START RECORDS
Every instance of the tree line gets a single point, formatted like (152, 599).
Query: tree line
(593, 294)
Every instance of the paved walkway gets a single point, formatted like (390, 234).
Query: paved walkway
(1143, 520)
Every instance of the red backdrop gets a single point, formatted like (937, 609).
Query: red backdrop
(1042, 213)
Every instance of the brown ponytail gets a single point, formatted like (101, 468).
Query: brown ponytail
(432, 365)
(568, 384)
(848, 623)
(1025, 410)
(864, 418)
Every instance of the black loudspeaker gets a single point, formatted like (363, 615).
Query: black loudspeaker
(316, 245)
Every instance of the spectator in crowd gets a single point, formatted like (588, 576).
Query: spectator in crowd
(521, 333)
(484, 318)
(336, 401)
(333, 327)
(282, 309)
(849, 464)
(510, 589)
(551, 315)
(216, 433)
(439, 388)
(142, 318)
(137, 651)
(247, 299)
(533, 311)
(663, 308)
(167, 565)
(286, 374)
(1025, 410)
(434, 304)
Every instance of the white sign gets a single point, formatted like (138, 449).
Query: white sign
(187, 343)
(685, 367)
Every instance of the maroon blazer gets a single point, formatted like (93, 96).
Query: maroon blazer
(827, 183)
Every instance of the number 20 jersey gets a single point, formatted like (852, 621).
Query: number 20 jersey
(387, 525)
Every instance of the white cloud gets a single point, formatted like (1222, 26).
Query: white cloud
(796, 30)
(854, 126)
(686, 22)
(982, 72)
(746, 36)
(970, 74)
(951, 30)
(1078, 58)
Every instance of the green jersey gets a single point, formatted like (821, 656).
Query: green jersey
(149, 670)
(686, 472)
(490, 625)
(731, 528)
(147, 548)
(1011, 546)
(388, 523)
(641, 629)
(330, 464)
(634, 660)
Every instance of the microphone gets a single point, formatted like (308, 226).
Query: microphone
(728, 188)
END RECORDS
TASK DESCRIPTION: Repeat the records above exactly as they appear.

EXERCISE RESULT:
Every instance of the tree line gets a single point, formatted like (152, 599).
Query: tree line
(593, 294)
Every instance of the paved walkway gets a single point, formatted like (390, 234).
Query: paved walkway
(1143, 520)
Every instance of the red backdrop gets a single point, formatted like (937, 609).
Query: red backdrop
(1042, 213)
Every instance of the brown ponytail gets a single point, formatted like (101, 468).
Query: brown ponytail
(432, 365)
(568, 384)
(848, 623)
(1025, 410)
(864, 418)
Every instance of the black loudspeaker gets a single point, formatted like (363, 615).
Query: black loudspeaker
(316, 245)
Every instance of the spectator in crowd gets a single point, formatted like (588, 576).
Query: spectator in crowd
(521, 333)
(484, 318)
(336, 401)
(333, 327)
(282, 309)
(849, 464)
(510, 589)
(551, 315)
(216, 433)
(439, 388)
(142, 318)
(137, 651)
(247, 299)
(533, 311)
(663, 308)
(167, 565)
(286, 374)
(1025, 410)
(434, 304)
Every instance of the white sign gets a single point, formatted like (138, 449).
Query: white sign
(187, 343)
(685, 367)
Every instance of the maroon blazer gets a single point, formatted like (93, 96).
Query: maroon blazer
(827, 183)
Every instance of the number 20 jersey gets a single point, formatted like (852, 621).
Query: number 20 jersey
(387, 525)
Every instance of the white cloud gets a single point, formatted like (1222, 26).
Query: white cloud
(796, 30)
(854, 126)
(686, 22)
(982, 72)
(746, 36)
(970, 74)
(951, 30)
(1078, 58)
Every instance of the green jersey gets a single point, formatted like (821, 656).
Query: green jersey
(149, 670)
(686, 472)
(490, 625)
(731, 528)
(147, 548)
(1011, 546)
(388, 523)
(641, 629)
(330, 464)
(634, 660)
Every instance of the microphone gets a single point, formatted like (308, 226).
Query: microphone
(728, 188)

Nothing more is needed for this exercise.